(Entries from a point annotation set)
────────────────────────────────────────
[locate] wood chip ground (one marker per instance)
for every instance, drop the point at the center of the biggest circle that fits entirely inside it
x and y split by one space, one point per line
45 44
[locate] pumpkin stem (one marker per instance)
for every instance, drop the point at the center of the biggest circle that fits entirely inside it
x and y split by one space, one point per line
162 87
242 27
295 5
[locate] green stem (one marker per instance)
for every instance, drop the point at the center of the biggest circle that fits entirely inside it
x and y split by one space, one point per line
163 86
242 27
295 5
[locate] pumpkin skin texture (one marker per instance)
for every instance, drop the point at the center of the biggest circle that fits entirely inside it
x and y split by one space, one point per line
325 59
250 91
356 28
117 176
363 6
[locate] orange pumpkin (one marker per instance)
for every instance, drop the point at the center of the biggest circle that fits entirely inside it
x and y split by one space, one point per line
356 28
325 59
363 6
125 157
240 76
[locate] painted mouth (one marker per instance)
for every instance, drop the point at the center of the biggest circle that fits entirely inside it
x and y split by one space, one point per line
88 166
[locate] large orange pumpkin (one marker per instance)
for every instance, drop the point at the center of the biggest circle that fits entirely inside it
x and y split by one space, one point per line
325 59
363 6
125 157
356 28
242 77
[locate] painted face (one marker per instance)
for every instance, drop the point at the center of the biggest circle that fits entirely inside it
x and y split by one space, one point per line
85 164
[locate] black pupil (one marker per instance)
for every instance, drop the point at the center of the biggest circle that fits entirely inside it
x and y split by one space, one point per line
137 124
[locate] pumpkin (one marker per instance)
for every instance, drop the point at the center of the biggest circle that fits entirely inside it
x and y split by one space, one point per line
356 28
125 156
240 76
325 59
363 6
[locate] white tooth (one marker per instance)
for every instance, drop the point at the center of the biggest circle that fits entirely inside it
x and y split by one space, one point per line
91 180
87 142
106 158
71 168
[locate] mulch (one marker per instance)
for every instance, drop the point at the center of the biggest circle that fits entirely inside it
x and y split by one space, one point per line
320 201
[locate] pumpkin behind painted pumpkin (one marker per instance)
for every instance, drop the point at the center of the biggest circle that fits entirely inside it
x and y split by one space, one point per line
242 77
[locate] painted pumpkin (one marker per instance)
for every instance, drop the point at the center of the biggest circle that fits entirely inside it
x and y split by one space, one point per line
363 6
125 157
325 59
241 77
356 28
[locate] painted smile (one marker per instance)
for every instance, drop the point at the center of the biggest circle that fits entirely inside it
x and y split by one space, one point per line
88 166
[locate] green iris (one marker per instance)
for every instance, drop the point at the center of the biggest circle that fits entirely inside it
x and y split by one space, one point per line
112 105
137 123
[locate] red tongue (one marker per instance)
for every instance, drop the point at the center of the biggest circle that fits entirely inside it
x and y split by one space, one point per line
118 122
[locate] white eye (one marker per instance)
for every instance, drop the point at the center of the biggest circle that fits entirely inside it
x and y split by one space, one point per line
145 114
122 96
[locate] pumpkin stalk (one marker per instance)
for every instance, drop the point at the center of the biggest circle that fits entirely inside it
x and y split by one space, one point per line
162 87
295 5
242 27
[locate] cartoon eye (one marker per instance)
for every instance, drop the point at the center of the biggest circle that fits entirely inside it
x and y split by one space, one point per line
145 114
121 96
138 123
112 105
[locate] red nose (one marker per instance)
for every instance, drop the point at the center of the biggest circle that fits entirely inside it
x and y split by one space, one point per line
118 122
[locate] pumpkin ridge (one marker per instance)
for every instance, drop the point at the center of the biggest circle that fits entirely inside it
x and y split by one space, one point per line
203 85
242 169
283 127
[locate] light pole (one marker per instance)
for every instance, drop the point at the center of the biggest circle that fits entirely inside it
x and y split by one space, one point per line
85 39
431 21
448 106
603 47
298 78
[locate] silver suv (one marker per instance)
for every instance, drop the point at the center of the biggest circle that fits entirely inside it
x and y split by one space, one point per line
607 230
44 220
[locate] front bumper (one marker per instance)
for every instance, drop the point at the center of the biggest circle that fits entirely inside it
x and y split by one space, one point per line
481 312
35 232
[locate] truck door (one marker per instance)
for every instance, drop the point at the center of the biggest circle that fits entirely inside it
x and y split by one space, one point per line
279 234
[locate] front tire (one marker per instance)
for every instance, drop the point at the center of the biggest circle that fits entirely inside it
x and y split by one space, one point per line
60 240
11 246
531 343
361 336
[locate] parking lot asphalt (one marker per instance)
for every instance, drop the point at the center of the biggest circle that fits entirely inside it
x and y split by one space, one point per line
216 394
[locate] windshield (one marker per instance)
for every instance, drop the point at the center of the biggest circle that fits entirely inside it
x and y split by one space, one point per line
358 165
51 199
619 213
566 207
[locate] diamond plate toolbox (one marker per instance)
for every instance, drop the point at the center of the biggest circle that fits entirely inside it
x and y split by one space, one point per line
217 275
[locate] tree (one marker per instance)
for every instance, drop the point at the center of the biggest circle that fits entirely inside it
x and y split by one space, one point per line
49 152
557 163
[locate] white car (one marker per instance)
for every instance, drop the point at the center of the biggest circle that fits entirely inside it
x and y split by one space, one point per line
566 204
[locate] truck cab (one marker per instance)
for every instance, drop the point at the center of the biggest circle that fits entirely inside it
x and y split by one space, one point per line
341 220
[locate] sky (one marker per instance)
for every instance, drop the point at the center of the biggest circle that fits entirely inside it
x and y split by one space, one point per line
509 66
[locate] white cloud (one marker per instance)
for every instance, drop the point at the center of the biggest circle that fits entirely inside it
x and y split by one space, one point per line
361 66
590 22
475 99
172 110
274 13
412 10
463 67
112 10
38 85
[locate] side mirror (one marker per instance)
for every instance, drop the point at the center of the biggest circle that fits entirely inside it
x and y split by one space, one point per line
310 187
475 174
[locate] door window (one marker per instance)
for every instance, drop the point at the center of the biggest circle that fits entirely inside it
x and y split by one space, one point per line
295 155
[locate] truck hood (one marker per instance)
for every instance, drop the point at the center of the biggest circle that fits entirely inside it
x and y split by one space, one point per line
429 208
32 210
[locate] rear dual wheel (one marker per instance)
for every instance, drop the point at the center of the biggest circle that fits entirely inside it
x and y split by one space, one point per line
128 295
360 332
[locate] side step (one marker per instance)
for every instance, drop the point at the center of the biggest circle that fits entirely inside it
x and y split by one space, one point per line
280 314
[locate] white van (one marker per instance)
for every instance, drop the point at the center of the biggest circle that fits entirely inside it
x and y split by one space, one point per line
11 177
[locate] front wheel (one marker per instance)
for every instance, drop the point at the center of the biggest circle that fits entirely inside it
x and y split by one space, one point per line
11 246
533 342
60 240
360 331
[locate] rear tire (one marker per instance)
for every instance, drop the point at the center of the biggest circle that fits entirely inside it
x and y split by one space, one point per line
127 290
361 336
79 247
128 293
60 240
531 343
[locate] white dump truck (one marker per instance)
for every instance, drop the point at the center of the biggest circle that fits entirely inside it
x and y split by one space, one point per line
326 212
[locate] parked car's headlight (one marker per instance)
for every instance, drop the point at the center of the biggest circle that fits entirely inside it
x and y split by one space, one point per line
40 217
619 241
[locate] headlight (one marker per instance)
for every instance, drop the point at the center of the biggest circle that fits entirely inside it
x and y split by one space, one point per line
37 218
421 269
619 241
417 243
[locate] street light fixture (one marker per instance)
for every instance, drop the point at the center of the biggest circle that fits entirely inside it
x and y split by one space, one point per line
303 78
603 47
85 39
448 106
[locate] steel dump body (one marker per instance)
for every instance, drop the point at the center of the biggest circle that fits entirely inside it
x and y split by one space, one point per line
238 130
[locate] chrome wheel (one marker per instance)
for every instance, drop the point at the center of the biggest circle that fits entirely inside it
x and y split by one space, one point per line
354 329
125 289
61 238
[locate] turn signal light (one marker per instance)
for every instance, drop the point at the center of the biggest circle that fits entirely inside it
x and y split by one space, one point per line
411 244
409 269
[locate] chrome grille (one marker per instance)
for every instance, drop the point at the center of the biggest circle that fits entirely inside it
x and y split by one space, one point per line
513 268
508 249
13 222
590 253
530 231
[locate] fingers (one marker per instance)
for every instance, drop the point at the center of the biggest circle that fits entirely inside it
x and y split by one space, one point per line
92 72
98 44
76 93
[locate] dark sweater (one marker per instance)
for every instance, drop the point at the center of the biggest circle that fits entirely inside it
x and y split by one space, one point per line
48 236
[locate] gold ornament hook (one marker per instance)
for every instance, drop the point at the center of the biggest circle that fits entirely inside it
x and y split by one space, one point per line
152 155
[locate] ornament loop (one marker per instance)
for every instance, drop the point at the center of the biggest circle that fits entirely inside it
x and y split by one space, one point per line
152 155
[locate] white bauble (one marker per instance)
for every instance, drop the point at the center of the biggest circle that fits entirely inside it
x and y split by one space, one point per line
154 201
────────────────────────────────────────
> What the task asks
Reproduce the data from the line containing "[locate] gold ornament" through the end, swapping every "instance" for "object" and changing nothing else.

> Exercise solution
[locate] gold ornament hook (one marker per object)
for every object, drop the point at the center of the biggest circle that fits entirely inside it
x and y split by one space, one point per line
152 155
[locate] ornament loop (one marker per object)
for every object, drop the point at the center of the biggest circle that fits entirely inside it
x and y split by one space, one point per line
152 155
[locate] white bauble (one marker per object)
for every object, drop the point at the center of the biggest circle that fits entirely inside it
x and y split by one space, one point per line
154 201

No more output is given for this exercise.